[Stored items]
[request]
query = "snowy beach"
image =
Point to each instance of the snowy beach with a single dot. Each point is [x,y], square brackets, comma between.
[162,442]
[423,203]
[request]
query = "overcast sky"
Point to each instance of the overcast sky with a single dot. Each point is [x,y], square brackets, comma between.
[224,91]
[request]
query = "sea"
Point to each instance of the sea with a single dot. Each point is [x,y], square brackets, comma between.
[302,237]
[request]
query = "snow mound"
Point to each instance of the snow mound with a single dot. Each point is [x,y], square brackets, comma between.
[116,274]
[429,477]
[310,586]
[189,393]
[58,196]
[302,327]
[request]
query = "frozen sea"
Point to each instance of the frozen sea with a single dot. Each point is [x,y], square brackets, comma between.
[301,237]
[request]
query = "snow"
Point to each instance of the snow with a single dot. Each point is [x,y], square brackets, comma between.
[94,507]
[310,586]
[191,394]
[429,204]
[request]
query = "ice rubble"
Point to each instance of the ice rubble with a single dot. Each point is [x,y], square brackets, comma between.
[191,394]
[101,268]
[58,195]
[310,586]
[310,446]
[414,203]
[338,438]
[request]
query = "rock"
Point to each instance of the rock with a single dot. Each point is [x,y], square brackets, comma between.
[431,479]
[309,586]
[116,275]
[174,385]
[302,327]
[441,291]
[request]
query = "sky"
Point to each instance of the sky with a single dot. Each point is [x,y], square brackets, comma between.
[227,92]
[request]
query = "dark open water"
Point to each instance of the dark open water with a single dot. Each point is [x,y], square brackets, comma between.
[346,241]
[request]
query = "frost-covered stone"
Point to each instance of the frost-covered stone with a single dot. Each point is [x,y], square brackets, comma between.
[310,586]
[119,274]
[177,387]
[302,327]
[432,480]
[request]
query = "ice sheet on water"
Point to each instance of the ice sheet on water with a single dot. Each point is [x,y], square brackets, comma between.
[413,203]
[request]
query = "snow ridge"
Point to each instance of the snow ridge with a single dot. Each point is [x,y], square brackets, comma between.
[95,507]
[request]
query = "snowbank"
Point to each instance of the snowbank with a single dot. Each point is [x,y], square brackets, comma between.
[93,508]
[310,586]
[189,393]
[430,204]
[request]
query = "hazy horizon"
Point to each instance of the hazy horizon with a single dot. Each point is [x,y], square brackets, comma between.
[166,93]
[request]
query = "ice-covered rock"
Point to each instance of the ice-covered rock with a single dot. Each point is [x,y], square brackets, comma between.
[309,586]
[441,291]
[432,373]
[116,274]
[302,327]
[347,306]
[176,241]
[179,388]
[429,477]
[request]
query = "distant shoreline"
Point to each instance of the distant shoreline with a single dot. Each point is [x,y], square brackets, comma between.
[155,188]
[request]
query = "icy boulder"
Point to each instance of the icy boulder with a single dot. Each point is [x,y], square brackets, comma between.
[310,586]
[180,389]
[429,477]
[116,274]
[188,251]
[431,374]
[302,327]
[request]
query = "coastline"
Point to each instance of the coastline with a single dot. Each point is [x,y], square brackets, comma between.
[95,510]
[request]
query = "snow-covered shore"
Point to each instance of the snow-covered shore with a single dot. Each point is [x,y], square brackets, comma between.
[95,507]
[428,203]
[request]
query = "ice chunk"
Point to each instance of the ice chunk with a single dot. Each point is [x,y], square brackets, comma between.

(TASK STATEMENT)
Quote each line above in full, word for word.

(EXERCISE RESULT)
[request]
query = "snowy beach"
image =
Point to each instance of the snowy beach with a single dot. Each point is [x,y], square brackets, comma between.
[162,442]
[423,203]
[request]
query = "overcast sky"
Point to each instance of the overcast sky with a single dot. Each point is [x,y], square brackets, comma between.
[224,91]
[request]
query = "sea"
Point to each instance of the sea with a single dot. Each point is [x,y], square brackets, comma between.
[302,237]
[request]
query = "snow mound"
Point to each instance of the snow mound with a single dot. Each point is [x,y], square brackets, comma between.
[116,274]
[429,477]
[310,586]
[189,393]
[58,196]
[302,327]
[request]
query = "frozen sea"
Point to each instance of the frozen sea with a single dot. Each point is [x,y], square brackets, comma between.
[301,237]
[request]
query = "snow"
Point to each instance of the snow with a single dot. Each point is [x,y], square brackets, comma between.
[94,507]
[310,586]
[191,394]
[429,204]
[request]
query = "ice rubble"
Point to each instance of the ice rubble with a single dot. Each point is [x,y], square brackets, comma between.
[191,394]
[101,268]
[58,195]
[310,586]
[310,446]
[414,203]
[338,438]
[request]
query = "rock"
Point to each instance of the rock with a single dot. Each point is [x,y], square brackets, comma between.
[431,479]
[309,586]
[116,275]
[174,385]
[302,327]
[441,291]
[request]
query = "sky"
Point to each instance of the sky with a single dot. Each point is [x,y], square brackets, comma between.
[227,92]
[request]
query = "dark open water"
Point to each instance of the dark open water with a single dot. Each point is [x,y], square brackets, comma between.
[346,241]
[request]
query = "frost-covered stone"
Point to each instance of the frost-covered stone with a single dot. Each point is [x,y], square brackets, comma between.
[310,586]
[119,274]
[177,387]
[302,327]
[432,480]
[request]
query = "ice sheet on water"
Point to each instance of the ice sheet on water with a single dot. Each point is [x,y], square brackets, comma between.
[413,203]
[request]
query = "snow ridge"
Point to each instance of the snow ridge with a single dot. Each point is [x,y], square brackets, comma between.
[95,507]
[request]
query = "snowbank"
Point to each instance of the snowbank with a single dot. Each point is [x,y], square brackets, comma between.
[93,508]
[310,586]
[189,393]
[430,204]
[request]
query = "hazy horizon"
Point to each instance of the hazy horizon with a single dot. Each point is [x,y], square brackets, comma between.
[166,93]
[request]
query = "ice-covered rock"
Point to each instance of the ice-covered rock with a single dot. Each point is [x,y], square brackets, comma between.
[309,586]
[441,291]
[432,373]
[116,274]
[302,327]
[347,306]
[176,241]
[179,388]
[429,477]
[request]
query = "distant shoreline"
Point to each instance of the distant shoreline with a single dot. Each point is [x,y], square brackets, comma between.
[155,188]
[request]
query = "icy boulder"
Point to each instance of the icy boulder with a single dot. Each point is [x,y], square brackets, comma between.
[310,586]
[180,389]
[429,477]
[116,274]
[188,251]
[431,374]
[302,327]
[request]
query = "coastline"
Point to each instance of the coastline with a single dot. Each point is [x,y], square brackets, comma between.
[95,510]
[request]
query = "snow-covered shore"
Point to each instance of the snow-covered shore with a single dot. Each point is [x,y], square brackets, comma between.
[95,507]
[428,203]
[request]
query = "ice chunk"
Point to each instance of the ice chunk with a single dot. Each point is [x,y], square brackets, comma between.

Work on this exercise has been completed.